生活問題の一部は生活様式も変化し、オムツや、ウォシュレットや、人工肛門等、様々な装具の開発され、成人してからでも徐々に対応できます。しかし人として言語能力なくして、何を得られるというのでしょう。

トイレは行けるにこした事はありませんが、感覚の問題が大きく、尿意便意の間隔も個人差があり、タイミングを把握し、促すチャンスを捉えるまでが簡単に出来る人とそうでない人の差が大きいものです。神経の未発達等で、膀胱に尿が溜まった感覚や、大便をする為に腸が押し出そうとする感覚を掴めるか否かは、神経組織の発達等様々な要件が整ってからのお話しです。無呼吸等で生まれ、大便をするという感覚が理解できるまで、かなりの時間を要したお友達もおりましたが、今では立派な中学生です。神経の発達や伝達問題に関しては、「根性で克服できる事ではない」と考えます。成長と共に獲得する事も山とあると考えます。時間が解決する内容だってあるのです。また旬を逃がすと獲得出来ない事も沢山あるのです。

人間として、人として生きて行くその根源は意志疎通だと思います。意志疎通の根幹は言語習得であり、言語習得なくしては、コミュニケーションの発達も、感情の発達も、人間性の獲得も得られません。

平仮名を理解して何が悪いのか、平仮名が読めて何が悪いとおっしゃるのか全くもって理解できません。沢山の本が読め、知識を吸収できる根源です。トイレに行けなくても立派に社会活動している人材は山ほどおります。言葉の意味を知り、相手がどう感じるかを理解し、相手を思いばかる心が養えるのは言語習得であり、トイレの問題や、食事の問題ではないと考えます。

> _データ抜粋_:

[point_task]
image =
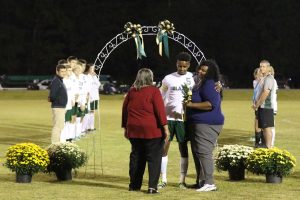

> _取り組む課題_:
次の(a)〜(c)が読解文の内容と一致するかどうか、それぞれ「はい」か「いいえ」で答え、判断の決め手となる読解文の語句を一字一句違えずに引用してください。
(a) 筆者は、神経の発達や伝達の問題は根性で克服できると考えている。
(b) 筆者は、意志疎通の根幹は言語習得だとしている。
(c) 大便をする感覚を理解するまでかなりの時間を要した子は、今では中学生になっている。
データは読解文とは別の資料です。

> _解答_:
(a) いいえ 「根性で克服できる事ではない」
(b) はい 「意志疎通の根幹は言語習得であり」
(c) はい 「今では立派な中学生です」